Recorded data
⁂

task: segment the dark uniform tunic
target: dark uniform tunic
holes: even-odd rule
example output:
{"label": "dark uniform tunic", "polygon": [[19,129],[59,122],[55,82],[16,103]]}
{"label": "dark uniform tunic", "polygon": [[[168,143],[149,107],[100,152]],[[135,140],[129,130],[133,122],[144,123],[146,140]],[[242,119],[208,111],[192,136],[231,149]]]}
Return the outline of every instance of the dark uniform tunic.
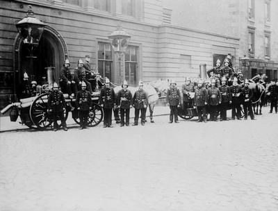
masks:
{"label": "dark uniform tunic", "polygon": [[233,75],[233,69],[231,67],[225,66],[221,70],[222,76],[225,76],[227,79],[231,78]]}
{"label": "dark uniform tunic", "polygon": [[[74,93],[75,95],[77,94],[76,84],[72,83],[74,81],[74,76],[71,74],[70,70],[68,67],[63,67],[60,73],[60,85],[63,93],[67,93],[72,95]],[[68,82],[71,82],[70,84]]]}
{"label": "dark uniform tunic", "polygon": [[146,110],[147,108],[145,108],[144,106],[148,105],[148,96],[147,92],[144,90],[137,90],[133,96],[133,107],[135,108],[134,111],[134,124],[137,125],[138,124],[139,119],[139,112],[141,112],[141,124],[144,124],[146,119]]}
{"label": "dark uniform tunic", "polygon": [[121,126],[124,125],[124,114],[126,115],[125,124],[129,125],[130,106],[132,105],[132,94],[129,90],[122,89],[117,94],[117,105],[120,107]]}
{"label": "dark uniform tunic", "polygon": [[254,113],[251,99],[253,98],[253,92],[250,87],[244,87],[243,88],[243,110],[244,119],[247,119],[248,117],[248,111],[250,114],[251,119],[254,119]]}
{"label": "dark uniform tunic", "polygon": [[78,67],[74,76],[74,81],[78,84],[79,90],[81,89],[81,85],[80,82],[84,81],[87,86],[87,90],[92,93],[92,86],[91,84],[86,80],[86,71],[83,67]]}
{"label": "dark uniform tunic", "polygon": [[216,87],[209,87],[208,94],[208,105],[210,110],[211,120],[217,120],[218,112],[218,105],[221,103],[221,94],[219,89]]}
{"label": "dark uniform tunic", "polygon": [[236,115],[238,119],[240,119],[240,104],[243,101],[242,90],[239,85],[230,87],[231,94],[231,119],[234,119]]}
{"label": "dark uniform tunic", "polygon": [[63,108],[66,107],[66,104],[63,93],[58,90],[51,91],[48,96],[47,106],[48,109],[52,110],[51,114],[54,120],[54,128],[58,128],[58,118],[61,121],[63,127],[66,127],[63,110]]}
{"label": "dark uniform tunic", "polygon": [[170,121],[173,121],[173,116],[174,116],[174,121],[178,121],[178,105],[181,103],[181,94],[179,89],[170,87],[166,95],[166,102],[169,103],[170,108]]}
{"label": "dark uniform tunic", "polygon": [[91,78],[90,81],[92,82],[92,90],[95,91],[97,89],[97,78],[96,78],[96,75],[94,74],[92,76],[92,74],[94,72],[92,71],[91,69],[91,66],[89,63],[88,61],[85,61],[85,63],[83,64],[83,67],[85,69],[85,73],[86,73],[86,80],[89,80]]}
{"label": "dark uniform tunic", "polygon": [[104,125],[110,127],[112,124],[112,108],[115,104],[115,95],[112,87],[104,87],[100,91],[99,103],[104,105]]}
{"label": "dark uniform tunic", "polygon": [[208,103],[208,92],[206,88],[197,87],[195,90],[194,103],[197,106],[199,121],[202,120],[202,116],[204,120],[206,120],[206,108],[205,103]]}
{"label": "dark uniform tunic", "polygon": [[214,67],[213,69],[211,69],[210,70],[208,70],[206,73],[209,78],[212,76],[211,73],[213,73],[213,75],[215,75],[215,76],[218,77],[218,78],[223,76],[221,67],[217,66]]}
{"label": "dark uniform tunic", "polygon": [[270,112],[272,112],[273,108],[275,109],[275,112],[277,112],[278,85],[276,84],[270,85],[266,92],[270,93]]}
{"label": "dark uniform tunic", "polygon": [[189,92],[194,92],[194,87],[193,85],[189,84],[183,84],[181,87],[181,92],[183,94],[183,110],[185,112],[186,109],[189,108],[193,108],[193,99],[190,98]]}
{"label": "dark uniform tunic", "polygon": [[92,98],[90,92],[86,90],[80,90],[77,92],[76,106],[77,108],[80,108],[80,126],[82,128],[84,128],[87,126],[90,107],[92,106]]}
{"label": "dark uniform tunic", "polygon": [[220,119],[222,120],[227,120],[227,110],[230,101],[231,101],[230,89],[224,84],[219,87],[219,91],[221,94]]}

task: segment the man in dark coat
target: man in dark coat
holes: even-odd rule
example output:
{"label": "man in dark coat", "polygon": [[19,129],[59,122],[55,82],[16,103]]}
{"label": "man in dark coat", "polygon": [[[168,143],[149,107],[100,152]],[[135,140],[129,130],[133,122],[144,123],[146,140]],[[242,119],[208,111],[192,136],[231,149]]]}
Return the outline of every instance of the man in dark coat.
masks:
{"label": "man in dark coat", "polygon": [[238,83],[238,78],[234,78],[233,85],[230,87],[231,94],[231,119],[235,119],[235,116],[238,120],[240,119],[240,104],[242,103],[242,90]]}
{"label": "man in dark coat", "polygon": [[138,125],[139,112],[141,112],[141,124],[142,126],[145,125],[146,120],[146,110],[148,105],[148,96],[147,92],[143,90],[144,85],[142,81],[139,81],[138,85],[139,89],[135,92],[133,99],[133,106],[135,108],[135,117],[133,126]]}
{"label": "man in dark coat", "polygon": [[233,69],[229,67],[229,60],[225,59],[224,60],[224,67],[221,69],[222,76],[225,76],[228,81],[228,83],[231,83],[233,76]]}
{"label": "man in dark coat", "polygon": [[244,110],[244,119],[247,119],[248,112],[250,114],[251,119],[254,120],[254,113],[252,104],[252,99],[253,98],[253,91],[249,87],[249,81],[245,79],[244,87],[243,88],[243,110]]}
{"label": "man in dark coat", "polygon": [[[129,112],[132,107],[132,94],[129,91],[126,81],[124,81],[122,89],[117,94],[117,105],[120,106],[121,114],[121,127],[124,126],[124,115],[126,115],[125,124],[129,126]],[[114,111],[115,112],[115,111]]]}
{"label": "man in dark coat", "polygon": [[227,110],[229,104],[231,103],[231,94],[229,87],[227,85],[226,77],[222,78],[222,85],[219,87],[221,94],[221,104],[220,104],[220,121],[228,120],[227,119]]}
{"label": "man in dark coat", "polygon": [[79,60],[78,61],[78,67],[76,70],[75,76],[74,76],[74,81],[77,83],[77,85],[79,87],[79,90],[81,87],[82,81],[84,81],[86,84],[87,90],[90,92],[90,93],[92,92],[91,84],[86,80],[86,71],[83,67],[83,63],[82,60]]}
{"label": "man in dark coat", "polygon": [[81,90],[77,92],[76,106],[79,111],[80,130],[87,128],[90,110],[92,109],[92,98],[90,92],[86,91],[86,83],[83,81]]}
{"label": "man in dark coat", "polygon": [[277,85],[277,79],[271,80],[271,84],[266,90],[266,94],[269,96],[270,100],[270,111],[272,112],[273,108],[275,109],[275,112],[277,113],[277,101],[278,101],[278,85]]}
{"label": "man in dark coat", "polygon": [[110,87],[110,81],[105,79],[105,86],[100,91],[99,103],[104,108],[104,128],[112,128],[112,109],[115,106],[114,89]]}
{"label": "man in dark coat", "polygon": [[194,92],[193,85],[191,84],[191,81],[190,78],[187,78],[186,83],[181,87],[181,92],[183,94],[183,110],[187,112],[187,109],[193,108],[193,99],[190,97],[190,92]]}
{"label": "man in dark coat", "polygon": [[64,111],[65,110],[65,101],[63,92],[58,90],[58,86],[56,83],[53,85],[53,91],[51,91],[48,96],[47,106],[49,112],[53,117],[54,130],[58,130],[57,119],[61,121],[63,129],[67,130],[67,124],[64,117]]}
{"label": "man in dark coat", "polygon": [[23,81],[17,90],[17,95],[18,99],[28,98],[32,96],[32,89],[29,82],[29,76],[26,72],[23,74]]}
{"label": "man in dark coat", "polygon": [[215,79],[211,81],[211,87],[208,90],[208,105],[210,108],[210,119],[211,121],[217,121],[218,114],[218,105],[221,103],[221,94],[219,89],[216,87]]}
{"label": "man in dark coat", "polygon": [[207,71],[207,74],[209,78],[214,77],[217,78],[220,78],[222,76],[222,71],[221,70],[221,62],[220,59],[218,59],[216,61],[216,66],[213,69],[211,69]]}
{"label": "man in dark coat", "polygon": [[181,105],[181,94],[174,81],[172,81],[170,85],[170,87],[167,91],[166,95],[167,106],[170,106],[170,109],[169,123],[173,122],[173,116],[174,116],[174,122],[179,123],[178,106]]}
{"label": "man in dark coat", "polygon": [[208,105],[208,92],[203,87],[203,81],[199,79],[198,81],[198,86],[195,90],[194,96],[194,103],[197,107],[197,112],[198,113],[198,122],[206,122],[206,105]]}
{"label": "man in dark coat", "polygon": [[72,75],[69,69],[70,63],[68,59],[65,60],[64,67],[60,71],[60,84],[62,91],[69,94],[70,97],[74,97],[77,94],[77,87],[74,76]]}

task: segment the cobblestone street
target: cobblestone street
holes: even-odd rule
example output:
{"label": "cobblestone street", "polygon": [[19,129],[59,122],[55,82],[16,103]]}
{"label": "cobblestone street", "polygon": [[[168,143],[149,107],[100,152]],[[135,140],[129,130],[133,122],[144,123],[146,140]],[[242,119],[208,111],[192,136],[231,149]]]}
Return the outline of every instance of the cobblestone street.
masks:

⁂

Format the lines as a Markdown table with columns Row and Line, starting with the line containing "task: segment the cobblestone street" and going on through the end of the records. Omit blank lines.

**EXERCISE RESULT**
| Row | Line |
|---|---|
| 1 | task: segment the cobblestone street |
| 2 | target: cobblestone street |
| 3 | holes: even-odd rule |
| 4 | example output: |
| 5 | {"label": "cobblestone street", "polygon": [[19,129],[59,122],[55,82],[16,103]]} |
| 6 | {"label": "cobblestone street", "polygon": [[[168,143],[149,107],[100,152]],[[135,140],[129,130],[133,122],[144,123],[146,140]],[[242,119],[208,111],[192,136],[231,149]]]} |
| 7 | Return the outline of every instance of the cobblestone street. |
| 8 | masks: |